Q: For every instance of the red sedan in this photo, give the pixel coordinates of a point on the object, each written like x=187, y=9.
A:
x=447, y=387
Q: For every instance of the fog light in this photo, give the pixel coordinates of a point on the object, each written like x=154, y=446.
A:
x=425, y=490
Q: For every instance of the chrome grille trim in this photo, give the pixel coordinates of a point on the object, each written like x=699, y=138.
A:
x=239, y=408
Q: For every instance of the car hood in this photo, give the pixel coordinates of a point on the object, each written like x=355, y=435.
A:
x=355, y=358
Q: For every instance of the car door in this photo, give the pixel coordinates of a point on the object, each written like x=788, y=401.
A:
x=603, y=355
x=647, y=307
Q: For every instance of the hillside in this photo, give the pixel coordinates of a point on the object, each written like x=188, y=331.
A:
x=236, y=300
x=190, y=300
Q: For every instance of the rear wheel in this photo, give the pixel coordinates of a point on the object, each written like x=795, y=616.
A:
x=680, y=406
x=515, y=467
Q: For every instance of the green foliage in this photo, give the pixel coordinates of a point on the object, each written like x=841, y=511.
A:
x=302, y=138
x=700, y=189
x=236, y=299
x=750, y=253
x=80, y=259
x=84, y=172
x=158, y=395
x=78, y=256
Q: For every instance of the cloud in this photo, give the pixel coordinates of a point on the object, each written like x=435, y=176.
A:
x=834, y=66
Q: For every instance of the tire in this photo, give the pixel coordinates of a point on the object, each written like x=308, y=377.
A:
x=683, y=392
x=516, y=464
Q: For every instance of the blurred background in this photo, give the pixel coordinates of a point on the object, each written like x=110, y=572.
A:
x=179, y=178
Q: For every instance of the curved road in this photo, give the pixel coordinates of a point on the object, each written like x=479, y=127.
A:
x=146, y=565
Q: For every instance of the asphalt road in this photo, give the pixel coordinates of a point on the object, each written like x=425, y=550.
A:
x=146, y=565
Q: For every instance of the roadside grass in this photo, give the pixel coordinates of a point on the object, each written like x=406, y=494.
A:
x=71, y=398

-------

Copy all of the data above word for word, line by line.

Solution to this task ->
Q: For every instance of the red sedan in this photo, give the pixel coordinates of a point on the object, each written like x=187, y=9.
A:
x=447, y=387
Q: For every instance of the fog light in this photo, give the pixel coordinates of a point on the object, each written like x=154, y=446.
A:
x=425, y=490
Q: For every instance of the chrome grille trim in this photo, give the pixel coordinates of a point on the object, each written like x=699, y=138.
A:
x=239, y=408
Q: For every instance of the car hood in this photo, give the pixel coordinates of a point on the object, each written like x=355, y=435.
A:
x=355, y=358
Q: For every instance of the car door in this photo, give the pixel coordinates of a point on the object, each written like x=788, y=401.
A:
x=603, y=355
x=647, y=307
Q: For every instance of the hillside in this photo, give the pixel coordinates of a point on the object, each written like x=188, y=331.
A:
x=236, y=300
x=190, y=300
Q: For every instance of the rear wheel in this photo, give the pixel coordinates of a point on the object, each written like x=795, y=616.
A:
x=680, y=406
x=515, y=467
Q: For every instance of the green foliage in this photo, give the pixel coordinates of a point on the object, each written like x=841, y=511.
A:
x=302, y=138
x=700, y=189
x=236, y=299
x=750, y=253
x=80, y=259
x=84, y=172
x=158, y=395
x=78, y=256
Q: For every instance of the cloud in this photo, give the pixel coordinates of a point on the object, each written like x=435, y=176.
A:
x=834, y=66
Q: For every instance of the tire in this photo, give the pixel coordinates of a point on the object, each written like x=308, y=377.
A:
x=683, y=392
x=516, y=464
Q: For every instance of the blurred background in this photo, give the pixel coordinates of a point on the object, each written like x=110, y=572.
A:
x=179, y=178
Q: For every instance of the curved road in this photo, give the pixel coordinates of a point on the object, each written like x=479, y=127.
A:
x=146, y=565
Q: For every instance of the asphalt road in this photo, give the pixel coordinates of a point on the object, each written like x=425, y=550.
A:
x=146, y=565
Q: For every instance of the roadside grass in this photo, give the pixel coordinates of a point on the object, each written like x=406, y=494.
A:
x=71, y=398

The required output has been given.